Only some lines are wanted. Transcribe, exactly, the lines below from the line with "of the louvre" up to and including the line with "the window frame".

[Point-per-instance localization data]
■ ■ ■ ■
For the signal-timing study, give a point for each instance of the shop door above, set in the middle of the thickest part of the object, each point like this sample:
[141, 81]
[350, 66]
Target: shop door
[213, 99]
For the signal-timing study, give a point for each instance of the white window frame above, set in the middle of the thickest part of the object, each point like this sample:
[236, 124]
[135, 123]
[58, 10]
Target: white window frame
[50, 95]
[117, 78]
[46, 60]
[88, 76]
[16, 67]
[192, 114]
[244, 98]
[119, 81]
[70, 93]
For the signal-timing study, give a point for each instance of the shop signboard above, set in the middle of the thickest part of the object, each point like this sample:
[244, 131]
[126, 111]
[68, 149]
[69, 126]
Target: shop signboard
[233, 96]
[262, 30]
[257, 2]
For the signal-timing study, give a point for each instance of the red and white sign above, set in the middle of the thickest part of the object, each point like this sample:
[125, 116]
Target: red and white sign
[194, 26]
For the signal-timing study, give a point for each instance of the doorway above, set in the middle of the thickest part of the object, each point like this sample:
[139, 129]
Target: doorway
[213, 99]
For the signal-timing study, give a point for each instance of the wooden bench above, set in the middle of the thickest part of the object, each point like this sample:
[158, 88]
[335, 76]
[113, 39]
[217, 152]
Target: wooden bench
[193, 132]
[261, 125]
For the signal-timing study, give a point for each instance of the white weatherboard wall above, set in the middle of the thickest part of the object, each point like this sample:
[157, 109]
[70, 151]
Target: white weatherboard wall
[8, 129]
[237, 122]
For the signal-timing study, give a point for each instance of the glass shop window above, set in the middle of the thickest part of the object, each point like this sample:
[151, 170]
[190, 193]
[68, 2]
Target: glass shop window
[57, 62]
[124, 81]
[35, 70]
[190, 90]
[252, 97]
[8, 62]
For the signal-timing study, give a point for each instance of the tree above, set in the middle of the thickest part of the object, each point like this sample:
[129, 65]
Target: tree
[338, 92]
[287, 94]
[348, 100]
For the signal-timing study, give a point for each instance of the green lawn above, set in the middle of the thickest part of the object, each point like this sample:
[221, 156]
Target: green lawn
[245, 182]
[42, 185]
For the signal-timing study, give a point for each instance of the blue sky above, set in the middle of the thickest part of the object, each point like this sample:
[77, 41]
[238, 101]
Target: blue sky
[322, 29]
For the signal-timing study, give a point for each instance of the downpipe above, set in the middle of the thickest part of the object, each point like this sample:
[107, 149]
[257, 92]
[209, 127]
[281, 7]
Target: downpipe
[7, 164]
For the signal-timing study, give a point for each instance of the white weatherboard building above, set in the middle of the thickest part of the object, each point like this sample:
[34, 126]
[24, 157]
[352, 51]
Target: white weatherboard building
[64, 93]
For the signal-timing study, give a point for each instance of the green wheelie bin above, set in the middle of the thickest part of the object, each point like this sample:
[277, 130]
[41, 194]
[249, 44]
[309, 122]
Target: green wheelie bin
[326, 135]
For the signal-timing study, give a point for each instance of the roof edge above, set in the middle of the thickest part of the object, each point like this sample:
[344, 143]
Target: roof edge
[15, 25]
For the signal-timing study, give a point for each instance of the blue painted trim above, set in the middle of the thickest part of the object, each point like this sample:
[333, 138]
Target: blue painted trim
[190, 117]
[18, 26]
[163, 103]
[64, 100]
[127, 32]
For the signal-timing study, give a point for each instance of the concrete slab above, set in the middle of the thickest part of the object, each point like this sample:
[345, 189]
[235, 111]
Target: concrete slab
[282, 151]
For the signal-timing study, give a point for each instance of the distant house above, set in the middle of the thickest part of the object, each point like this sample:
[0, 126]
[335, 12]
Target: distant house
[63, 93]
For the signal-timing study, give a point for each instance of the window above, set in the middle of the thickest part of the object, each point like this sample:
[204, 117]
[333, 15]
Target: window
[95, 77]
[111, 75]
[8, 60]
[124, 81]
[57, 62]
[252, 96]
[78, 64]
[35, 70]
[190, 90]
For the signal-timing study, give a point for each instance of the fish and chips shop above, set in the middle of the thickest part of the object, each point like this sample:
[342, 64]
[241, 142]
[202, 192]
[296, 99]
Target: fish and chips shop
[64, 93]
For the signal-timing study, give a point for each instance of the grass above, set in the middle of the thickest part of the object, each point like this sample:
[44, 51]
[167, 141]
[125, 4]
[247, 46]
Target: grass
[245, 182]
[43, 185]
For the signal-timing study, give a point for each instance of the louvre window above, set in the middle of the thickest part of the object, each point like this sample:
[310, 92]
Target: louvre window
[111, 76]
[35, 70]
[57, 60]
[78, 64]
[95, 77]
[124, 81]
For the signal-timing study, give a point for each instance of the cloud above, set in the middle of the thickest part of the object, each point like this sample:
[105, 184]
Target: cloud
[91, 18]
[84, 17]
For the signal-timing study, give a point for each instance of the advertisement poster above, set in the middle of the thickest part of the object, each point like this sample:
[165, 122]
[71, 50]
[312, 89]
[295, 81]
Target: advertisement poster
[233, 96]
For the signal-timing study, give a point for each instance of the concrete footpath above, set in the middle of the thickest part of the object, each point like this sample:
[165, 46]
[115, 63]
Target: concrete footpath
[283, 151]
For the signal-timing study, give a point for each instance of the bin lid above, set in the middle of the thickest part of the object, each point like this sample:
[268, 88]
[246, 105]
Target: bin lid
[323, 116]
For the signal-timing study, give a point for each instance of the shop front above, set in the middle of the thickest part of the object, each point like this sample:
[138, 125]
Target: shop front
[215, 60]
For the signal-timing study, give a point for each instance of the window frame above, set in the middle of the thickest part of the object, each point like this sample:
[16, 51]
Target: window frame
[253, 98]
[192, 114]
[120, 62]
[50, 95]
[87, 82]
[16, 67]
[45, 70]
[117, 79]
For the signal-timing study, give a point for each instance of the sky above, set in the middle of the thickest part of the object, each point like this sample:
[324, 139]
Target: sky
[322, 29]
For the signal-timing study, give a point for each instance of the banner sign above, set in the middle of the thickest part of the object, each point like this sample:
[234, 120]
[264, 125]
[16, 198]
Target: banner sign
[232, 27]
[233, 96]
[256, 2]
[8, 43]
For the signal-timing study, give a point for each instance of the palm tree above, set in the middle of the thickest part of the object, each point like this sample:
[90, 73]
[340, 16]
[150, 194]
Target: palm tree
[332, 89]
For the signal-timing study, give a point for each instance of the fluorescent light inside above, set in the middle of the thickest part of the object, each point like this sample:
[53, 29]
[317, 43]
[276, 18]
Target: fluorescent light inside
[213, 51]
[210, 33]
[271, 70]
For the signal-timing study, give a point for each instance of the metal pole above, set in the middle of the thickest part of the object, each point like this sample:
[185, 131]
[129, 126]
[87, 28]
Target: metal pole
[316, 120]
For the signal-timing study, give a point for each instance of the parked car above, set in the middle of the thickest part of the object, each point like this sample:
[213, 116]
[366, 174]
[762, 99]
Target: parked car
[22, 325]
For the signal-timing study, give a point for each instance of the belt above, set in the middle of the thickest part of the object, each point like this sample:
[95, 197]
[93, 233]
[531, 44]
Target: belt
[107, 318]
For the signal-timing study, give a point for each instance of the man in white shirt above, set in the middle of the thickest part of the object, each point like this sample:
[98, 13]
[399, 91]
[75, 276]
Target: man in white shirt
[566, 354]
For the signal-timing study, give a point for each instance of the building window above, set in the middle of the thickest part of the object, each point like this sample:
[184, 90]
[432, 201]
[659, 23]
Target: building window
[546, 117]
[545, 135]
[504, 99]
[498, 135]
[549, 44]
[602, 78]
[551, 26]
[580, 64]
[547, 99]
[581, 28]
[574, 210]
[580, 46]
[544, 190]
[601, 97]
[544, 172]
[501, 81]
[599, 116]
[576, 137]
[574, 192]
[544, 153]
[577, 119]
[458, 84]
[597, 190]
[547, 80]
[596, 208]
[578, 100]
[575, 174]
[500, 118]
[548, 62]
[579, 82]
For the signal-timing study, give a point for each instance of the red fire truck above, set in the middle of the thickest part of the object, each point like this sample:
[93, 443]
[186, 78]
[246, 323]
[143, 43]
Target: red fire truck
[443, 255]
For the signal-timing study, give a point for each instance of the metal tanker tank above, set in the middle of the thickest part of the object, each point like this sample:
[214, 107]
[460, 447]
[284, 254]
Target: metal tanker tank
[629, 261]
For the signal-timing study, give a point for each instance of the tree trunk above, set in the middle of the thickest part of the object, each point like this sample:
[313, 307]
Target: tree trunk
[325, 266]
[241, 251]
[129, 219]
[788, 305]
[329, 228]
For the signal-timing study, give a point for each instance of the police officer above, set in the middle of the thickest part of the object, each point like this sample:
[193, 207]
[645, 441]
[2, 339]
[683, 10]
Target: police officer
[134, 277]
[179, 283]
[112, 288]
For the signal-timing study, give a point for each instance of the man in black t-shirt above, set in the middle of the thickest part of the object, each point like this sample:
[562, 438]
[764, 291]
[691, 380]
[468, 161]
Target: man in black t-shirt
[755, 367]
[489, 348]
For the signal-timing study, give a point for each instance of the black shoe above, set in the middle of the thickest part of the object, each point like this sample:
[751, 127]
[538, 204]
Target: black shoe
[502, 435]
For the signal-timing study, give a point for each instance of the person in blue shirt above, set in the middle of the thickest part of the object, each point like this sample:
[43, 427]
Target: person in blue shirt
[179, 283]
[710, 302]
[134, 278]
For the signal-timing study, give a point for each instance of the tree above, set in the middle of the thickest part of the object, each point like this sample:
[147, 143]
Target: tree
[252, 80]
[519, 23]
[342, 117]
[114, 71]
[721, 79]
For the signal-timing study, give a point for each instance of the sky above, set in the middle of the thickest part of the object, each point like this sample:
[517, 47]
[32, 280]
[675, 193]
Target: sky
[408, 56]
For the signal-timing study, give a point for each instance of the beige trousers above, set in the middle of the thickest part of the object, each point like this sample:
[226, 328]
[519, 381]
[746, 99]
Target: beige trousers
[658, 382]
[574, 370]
■ ■ ■ ■
## TASK RESULT
For the signal-timing study, give a point for each instance of the louvre window above, set in the middle of the thickest part of the object, each point like this sample:
[310, 92]
Target: louvre window
[111, 76]
[35, 70]
[57, 60]
[78, 64]
[95, 77]
[124, 81]
For the signal-timing study, give a point for each instance of the cloud above, set in the middle of the thickest part of the object, each point like this sample:
[105, 184]
Target: cloud
[91, 18]
[84, 17]
For the signal-timing study, give a point for each instance of the advertisement poster above, set in the middle of the thickest part of the object, each point like this sample:
[165, 122]
[71, 50]
[312, 89]
[295, 81]
Target: advertisement poster
[233, 96]
For the signal-timing study, give a point for each instance of the concrete footpath above, set in the middle of the thickest part of the object, each point like this sample:
[165, 46]
[115, 63]
Target: concrete footpath
[283, 151]
For the signal-timing study, give a point for each instance of the bin lid above, set in the middle of the thickest part of the object, each point like this sample:
[268, 88]
[246, 105]
Target: bin lid
[323, 116]
For the signal-timing study, give a point for each instance of the shop front above, set in the middle of the thickest part of the object, each point like this sample:
[138, 125]
Target: shop front
[215, 60]
For the signal-timing study, give a point for each instance of the window frame above, set in the middle of the thickest part of the object, each point like this sample:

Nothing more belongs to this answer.